In the records below, recast each line from the line with "You are given" up to and including the line with "[0,0,80,85]" as one string in a JSON list. Skip blank lines and leave the pictures out.

--- Start of Given entries ---

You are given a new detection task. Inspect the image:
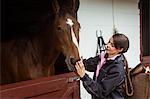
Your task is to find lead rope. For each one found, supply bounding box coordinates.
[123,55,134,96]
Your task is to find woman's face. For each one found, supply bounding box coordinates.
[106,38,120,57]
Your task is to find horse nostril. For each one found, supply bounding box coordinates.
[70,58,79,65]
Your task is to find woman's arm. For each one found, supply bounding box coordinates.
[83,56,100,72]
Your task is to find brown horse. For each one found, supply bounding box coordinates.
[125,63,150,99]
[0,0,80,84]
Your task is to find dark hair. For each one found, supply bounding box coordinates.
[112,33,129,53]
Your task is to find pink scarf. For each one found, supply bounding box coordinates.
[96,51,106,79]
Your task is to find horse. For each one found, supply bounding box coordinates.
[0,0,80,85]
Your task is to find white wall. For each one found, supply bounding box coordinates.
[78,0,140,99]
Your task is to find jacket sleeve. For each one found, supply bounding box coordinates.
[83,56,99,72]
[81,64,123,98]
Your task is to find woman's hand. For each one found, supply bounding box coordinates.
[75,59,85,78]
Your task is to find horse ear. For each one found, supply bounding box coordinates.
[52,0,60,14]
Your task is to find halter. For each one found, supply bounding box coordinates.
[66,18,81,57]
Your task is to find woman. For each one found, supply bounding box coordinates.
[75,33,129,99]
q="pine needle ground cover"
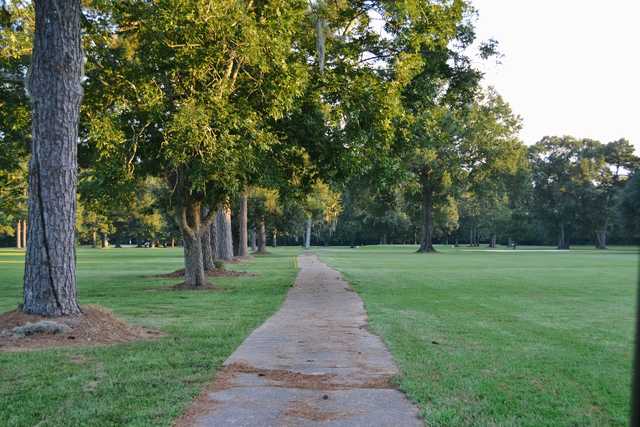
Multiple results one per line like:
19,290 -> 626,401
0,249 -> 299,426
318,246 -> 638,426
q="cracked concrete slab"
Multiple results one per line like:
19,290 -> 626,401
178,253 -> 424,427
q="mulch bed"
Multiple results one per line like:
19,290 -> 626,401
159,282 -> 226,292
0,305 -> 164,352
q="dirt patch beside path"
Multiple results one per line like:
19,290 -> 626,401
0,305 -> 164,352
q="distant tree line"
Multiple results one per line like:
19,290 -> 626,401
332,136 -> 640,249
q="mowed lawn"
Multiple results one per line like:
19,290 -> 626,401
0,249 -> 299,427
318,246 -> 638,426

--- End of Given entries ---
--- Start of Given entries ---

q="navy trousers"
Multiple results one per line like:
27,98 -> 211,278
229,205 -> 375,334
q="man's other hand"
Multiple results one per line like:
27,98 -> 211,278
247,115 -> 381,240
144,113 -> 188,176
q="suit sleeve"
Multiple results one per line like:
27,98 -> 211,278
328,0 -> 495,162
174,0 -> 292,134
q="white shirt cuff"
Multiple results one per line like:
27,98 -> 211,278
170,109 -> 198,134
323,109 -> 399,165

--- End of Given entries ---
--- Start of Given entries ---

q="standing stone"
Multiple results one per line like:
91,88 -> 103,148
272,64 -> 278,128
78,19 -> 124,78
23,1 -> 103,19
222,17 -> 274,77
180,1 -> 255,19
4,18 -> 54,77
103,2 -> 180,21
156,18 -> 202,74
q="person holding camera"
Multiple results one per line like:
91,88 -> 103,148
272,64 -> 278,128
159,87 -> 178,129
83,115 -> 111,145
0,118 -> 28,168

--- End of Given entries ---

Output for this exercise:
[
  "You are given a new detection task. Inspect the image:",
  "Your task is to find lead rope. For each one found, supply bounding box coordinates.",
  "[123,55,134,96]",
  "Your task is to find woman's face. For each one found, supply bounding box coordinates.",
  "[106,38,120,57]",
  "Your task is to find horse nostril. For each one found, supply bounding box coordinates.",
  "[70,58,79,65]",
  "Your task is to find woman's arm. For each one found, supply bounding box coordinates.",
  "[83,56,100,72]",
  "Your task is to find brown horse. For each one found, supply bounding box coordinates.",
  "[125,63,150,99]",
  "[0,0,80,84]",
  "Your task is to find dark hair. For each one found, supply bounding box coordinates.",
  "[112,33,129,53]",
  "Your task is to find pink scarf. For each one found, supply bounding box coordinates.",
  "[96,51,106,79]",
  "Your task is to find horse. For each one found, supply bounding box coordinates.",
  "[0,0,80,85]"
]